* About this task *
From the passage on laboratory testing for leukemia, list every step that follows the words "Additional steps that can be taken:".

* Document passage *
=== Section Start ===
Basics of Laboratory Testing
As stated earlier, laboratory diagnosis begins with finding immature cells on the peripheral blood smear. If blasts are seen, the next step would be to characterize the lineage of the blasts. Bone marrow biopsies and smears are then obtained. If blasts are 20% or greater in the bone marrow and/or peripheral blood, presumptive acute leukemia can be determined. Additional steps that can be taken: Further morphologic evaluation Cytochemical staining Conventional cytogenetic analysis Appropriate molecular genetic and/or FISH studies Obtaining possible CSF sample, skin or other biopsies, depending on patient's clinical situation Steps 1 and 2 were discussed earlier in the sections on "differentiation between myeloid and lymphoid lines" and "distinguishing between acute or chronic leukemia". Steps 3 and 4 will be discussed in the following pages.
Diagnosing ALL
As with AML, ALL is first suspected when blasts are seen on the peripheral blood smear. 20% or greater blasts in the blood or bone marrow constitute a diagnosis of acute leukemia, and then establishing that they are lymphoblasts will give an initial diagnosis as ALL. Techniques as described in the section on cytochemical stains can help distinguish myeloblasts from lymphoblasts. In ALL, lymphoblasts can sometimes be very numerous, as much as 90% of the total white blood count. Bone marrow smears and biopsies are usually done next; the bone marrow can typically show between 25-95% lymphoblasts. To further establish a definitive diagnosis, immunophenotyping using flow cytometry and cytogenetic studies can be performed. More information on this will follow under laboratory diagnosis. Also, a lumbar puncture to analyze the CSF is usually done upon initial diagnosis. If the central nervous system is involved, further testing might be done. Coagulation studies and baseline chemistries are also done. The image at the right shows a smear with numerous lymphoblasts.
Prognostic Factors for ALL
As with AML, an accurate assessment of prognosis is important for the treatment and management of ALL. Both clinical factors and cytogenetic changes impact prognosis and treatment. The two most important clinical factors are age and white blood count. The younger the age and the lower the white blood count at the time of initial diagnosis, the better the prognosis. Even including cases with less favorable cytogenetic profiles, the prognosis for children of disease-free survival for five years is >80%. Someone with disease-free survival for five years is considered to be cured. Among cytogenetic findings, hyperdiploidy (~51-65 chromosomes) and the absence of Philadelphia Chromosome are associated with a good prognosis. The bullets below summarizes some of the clinical and genetic prognostic factors.
=== Section End ===
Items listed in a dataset
=== Section Start ===
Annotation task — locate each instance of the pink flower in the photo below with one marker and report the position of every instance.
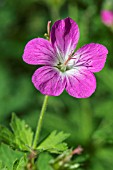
(63, 68)
(107, 17)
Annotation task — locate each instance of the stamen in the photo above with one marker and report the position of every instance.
(70, 57)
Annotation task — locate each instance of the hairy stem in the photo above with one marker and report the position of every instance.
(39, 125)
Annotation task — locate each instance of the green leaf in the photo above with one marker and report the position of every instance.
(23, 133)
(6, 135)
(2, 167)
(20, 164)
(54, 142)
(9, 156)
(43, 161)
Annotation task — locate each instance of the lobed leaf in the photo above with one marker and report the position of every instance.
(8, 156)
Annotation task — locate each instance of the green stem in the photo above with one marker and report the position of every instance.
(39, 125)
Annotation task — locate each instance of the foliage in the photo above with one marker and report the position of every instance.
(89, 121)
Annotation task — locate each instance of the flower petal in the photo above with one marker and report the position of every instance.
(49, 81)
(64, 36)
(107, 17)
(93, 56)
(39, 51)
(81, 83)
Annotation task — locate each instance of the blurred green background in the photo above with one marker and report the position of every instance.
(90, 121)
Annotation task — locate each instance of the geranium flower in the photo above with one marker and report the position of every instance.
(107, 17)
(63, 68)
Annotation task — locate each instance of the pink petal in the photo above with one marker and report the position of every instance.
(48, 81)
(81, 83)
(64, 36)
(39, 51)
(93, 56)
(107, 17)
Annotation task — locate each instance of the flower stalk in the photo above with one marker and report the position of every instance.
(39, 125)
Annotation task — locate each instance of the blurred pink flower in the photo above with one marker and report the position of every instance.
(107, 17)
(63, 68)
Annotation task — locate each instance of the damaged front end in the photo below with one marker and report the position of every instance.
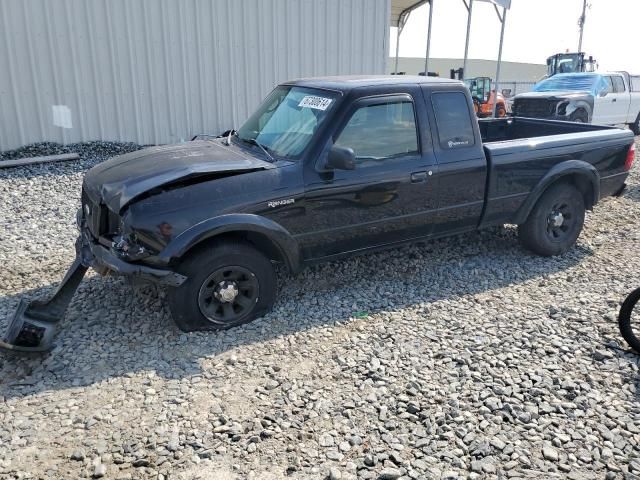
=== Section End ===
* Solution for this problem *
1. Further morphologic evaluation
2. Cytochemical staining
3. Conventional cytogenetic analysis
4. Appropriate molecular genetic and/or FISH studies
5. Obtaining possible CSF sample, skin or other biopsies, depending on patient's clinical situation